::: DATA TO USE
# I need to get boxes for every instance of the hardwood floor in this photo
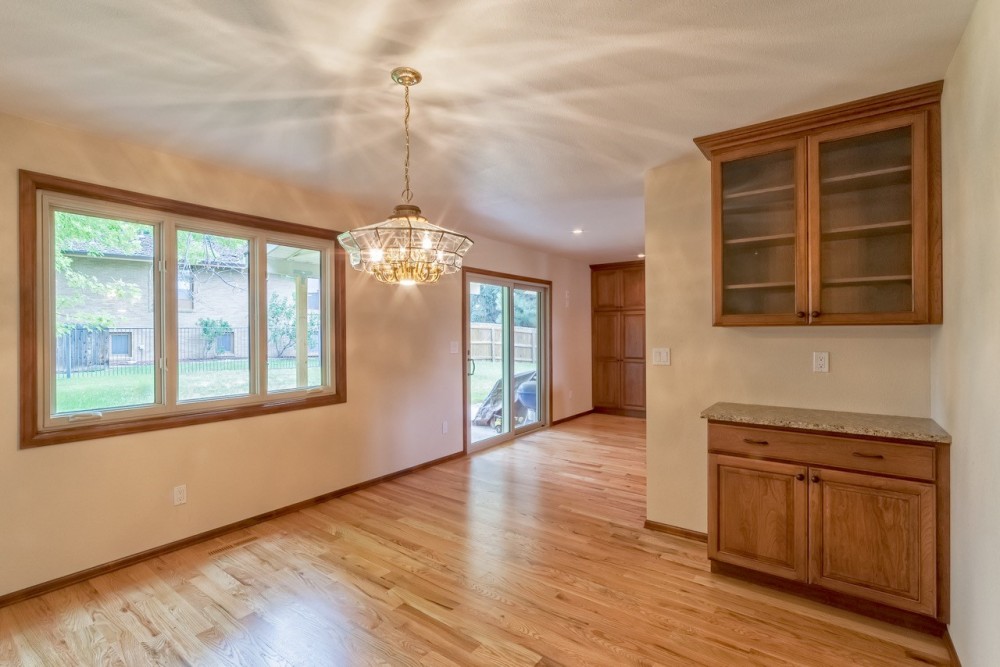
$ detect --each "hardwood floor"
[0,414,949,667]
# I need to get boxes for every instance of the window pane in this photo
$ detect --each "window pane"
[177,230,250,401]
[267,243,324,392]
[52,211,157,414]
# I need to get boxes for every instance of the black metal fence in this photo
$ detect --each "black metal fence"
[56,326,319,377]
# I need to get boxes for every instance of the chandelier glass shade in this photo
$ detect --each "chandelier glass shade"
[337,204,472,285]
[337,67,472,285]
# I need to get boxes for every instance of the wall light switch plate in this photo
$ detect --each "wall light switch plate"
[813,352,830,373]
[653,347,670,366]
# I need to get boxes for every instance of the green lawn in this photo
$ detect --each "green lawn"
[469,361,535,405]
[56,359,322,412]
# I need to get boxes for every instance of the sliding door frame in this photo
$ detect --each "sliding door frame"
[462,266,553,454]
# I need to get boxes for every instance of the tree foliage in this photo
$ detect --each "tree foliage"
[469,284,538,328]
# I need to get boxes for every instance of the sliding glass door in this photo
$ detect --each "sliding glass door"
[465,272,548,450]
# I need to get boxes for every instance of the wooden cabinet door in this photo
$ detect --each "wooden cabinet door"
[593,311,622,361]
[621,266,646,308]
[809,468,937,616]
[708,454,809,581]
[590,269,622,310]
[621,311,646,361]
[594,360,622,408]
[808,111,930,324]
[712,139,809,326]
[622,361,646,410]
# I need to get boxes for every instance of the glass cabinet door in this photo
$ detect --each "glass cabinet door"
[809,114,927,324]
[713,140,808,324]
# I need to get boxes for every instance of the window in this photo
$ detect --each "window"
[177,266,194,311]
[21,172,346,447]
[111,331,132,356]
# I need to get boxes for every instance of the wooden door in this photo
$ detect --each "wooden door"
[808,111,930,324]
[809,468,937,616]
[594,359,622,408]
[621,361,646,410]
[708,454,809,581]
[712,139,809,326]
[621,266,646,308]
[591,269,622,310]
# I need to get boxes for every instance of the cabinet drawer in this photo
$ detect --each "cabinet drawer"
[708,424,934,481]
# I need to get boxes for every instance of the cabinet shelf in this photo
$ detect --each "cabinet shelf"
[723,233,795,247]
[726,280,795,289]
[823,220,912,241]
[823,274,913,287]
[820,165,912,194]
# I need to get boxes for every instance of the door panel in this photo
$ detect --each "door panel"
[622,313,646,359]
[593,312,622,361]
[622,361,646,410]
[591,271,622,308]
[621,266,646,308]
[594,361,622,408]
[809,468,937,615]
[708,454,808,581]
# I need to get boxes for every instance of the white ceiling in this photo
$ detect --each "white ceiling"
[0,0,975,262]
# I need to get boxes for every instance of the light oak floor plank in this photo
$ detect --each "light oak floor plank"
[0,415,949,667]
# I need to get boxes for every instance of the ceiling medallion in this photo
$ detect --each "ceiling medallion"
[337,67,472,285]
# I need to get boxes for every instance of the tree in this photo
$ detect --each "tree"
[267,292,322,357]
[54,211,148,334]
[198,317,233,357]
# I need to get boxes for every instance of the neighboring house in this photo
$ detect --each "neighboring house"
[56,237,319,370]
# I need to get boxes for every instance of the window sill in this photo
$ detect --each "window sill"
[21,392,347,449]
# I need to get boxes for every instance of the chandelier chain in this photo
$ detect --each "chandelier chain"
[401,85,413,204]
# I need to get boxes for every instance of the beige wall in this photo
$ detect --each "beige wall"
[932,0,1000,667]
[0,116,591,594]
[646,155,934,531]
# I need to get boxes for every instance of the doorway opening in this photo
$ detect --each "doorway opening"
[463,269,552,452]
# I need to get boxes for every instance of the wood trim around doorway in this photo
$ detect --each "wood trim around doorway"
[462,266,555,454]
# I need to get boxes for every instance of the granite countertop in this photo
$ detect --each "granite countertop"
[701,403,951,444]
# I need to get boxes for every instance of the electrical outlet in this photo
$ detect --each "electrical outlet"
::::::
◆ WHAT YOU SHOULD DO
Show each line of the rows above that contains the word "green".

◆ SOLUTION FOR THIS PROBLEM
# I need to get boxes for every instance of the green lawn in this photo
$ detect --each "green lawn"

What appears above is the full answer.